======== Task material
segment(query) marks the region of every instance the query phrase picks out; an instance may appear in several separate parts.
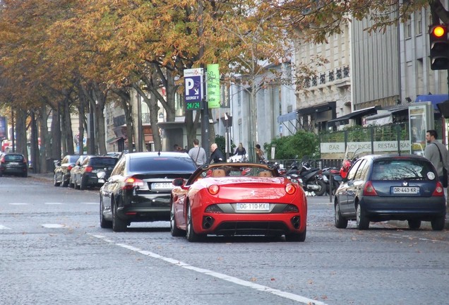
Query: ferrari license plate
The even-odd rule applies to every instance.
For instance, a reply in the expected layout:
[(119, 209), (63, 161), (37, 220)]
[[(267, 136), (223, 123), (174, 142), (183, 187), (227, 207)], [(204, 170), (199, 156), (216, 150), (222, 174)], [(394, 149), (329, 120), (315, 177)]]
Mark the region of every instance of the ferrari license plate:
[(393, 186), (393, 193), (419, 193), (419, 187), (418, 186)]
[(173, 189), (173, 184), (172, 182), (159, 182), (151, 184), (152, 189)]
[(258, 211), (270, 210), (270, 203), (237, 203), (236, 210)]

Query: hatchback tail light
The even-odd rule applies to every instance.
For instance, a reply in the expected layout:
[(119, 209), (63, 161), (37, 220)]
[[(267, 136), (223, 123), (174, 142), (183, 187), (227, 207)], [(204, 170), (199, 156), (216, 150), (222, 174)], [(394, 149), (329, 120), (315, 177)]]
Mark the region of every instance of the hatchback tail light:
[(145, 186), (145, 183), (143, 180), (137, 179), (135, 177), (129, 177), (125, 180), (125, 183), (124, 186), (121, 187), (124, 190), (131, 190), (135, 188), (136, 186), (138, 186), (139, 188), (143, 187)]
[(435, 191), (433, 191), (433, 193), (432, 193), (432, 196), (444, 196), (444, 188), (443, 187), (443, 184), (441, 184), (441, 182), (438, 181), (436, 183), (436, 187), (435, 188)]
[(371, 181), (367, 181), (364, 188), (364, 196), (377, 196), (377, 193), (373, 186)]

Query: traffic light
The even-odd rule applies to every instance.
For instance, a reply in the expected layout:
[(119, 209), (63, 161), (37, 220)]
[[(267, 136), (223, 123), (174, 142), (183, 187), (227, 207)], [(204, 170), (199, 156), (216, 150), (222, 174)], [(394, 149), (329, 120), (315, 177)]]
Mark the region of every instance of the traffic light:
================
• [Problem]: Copy out all of the data above, changing "even-odd rule" to "nonzero winding rule" everywhere and keeping everything else the same, but leave out the pictures.

• [Output]:
segment(query) marks the region of every instance the query phrase picks out; an instance may appear in several separate parts.
Query: ferrari license plate
The nonzero winding rule applies to every instance.
For instance, a reply in the expected layout:
[(119, 209), (63, 161), (37, 220)]
[[(267, 136), (223, 123), (174, 142), (183, 187), (227, 207)], [(204, 170), (199, 156), (216, 150), (222, 174)], [(394, 149), (329, 120), (315, 177)]]
Mark the region of every instance of the ferrari license plate:
[(393, 186), (393, 193), (419, 193), (419, 187), (418, 186)]
[(173, 189), (173, 184), (172, 182), (159, 182), (151, 184), (152, 189)]
[(258, 211), (270, 210), (270, 203), (237, 203), (236, 210)]

Query: hatchback tail light
The nonzero winding rule applies to every instance.
For instance, a reply in the expected layout:
[(119, 209), (63, 161), (37, 220)]
[[(267, 136), (223, 123), (174, 142), (183, 187), (227, 207)], [(204, 170), (199, 156), (216, 150), (222, 174)], [(394, 149), (329, 120), (315, 177)]]
Mark the region of every instance of the hatchback tail light:
[(145, 186), (145, 183), (143, 180), (137, 179), (135, 177), (129, 177), (125, 180), (125, 183), (124, 186), (121, 187), (124, 190), (131, 190), (135, 188), (136, 186), (138, 186), (139, 188), (143, 187)]
[(435, 191), (433, 191), (433, 193), (432, 193), (432, 196), (444, 196), (444, 188), (443, 187), (443, 184), (441, 184), (441, 182), (438, 181), (436, 183), (436, 187), (435, 188)]
[(371, 181), (367, 181), (364, 188), (364, 196), (377, 196), (377, 193), (373, 186)]

Query: traffic light
The nonzero winding rule applies to every instance.
For instance, a reply in the expected layout:
[(119, 209), (63, 161), (37, 220)]
[[(267, 136), (223, 123), (174, 142), (183, 187), (227, 207)], [(204, 170), (199, 156), (216, 150), (222, 174)], [(394, 149), (329, 120), (315, 177)]]
Mark the region of every instance of the traffic light:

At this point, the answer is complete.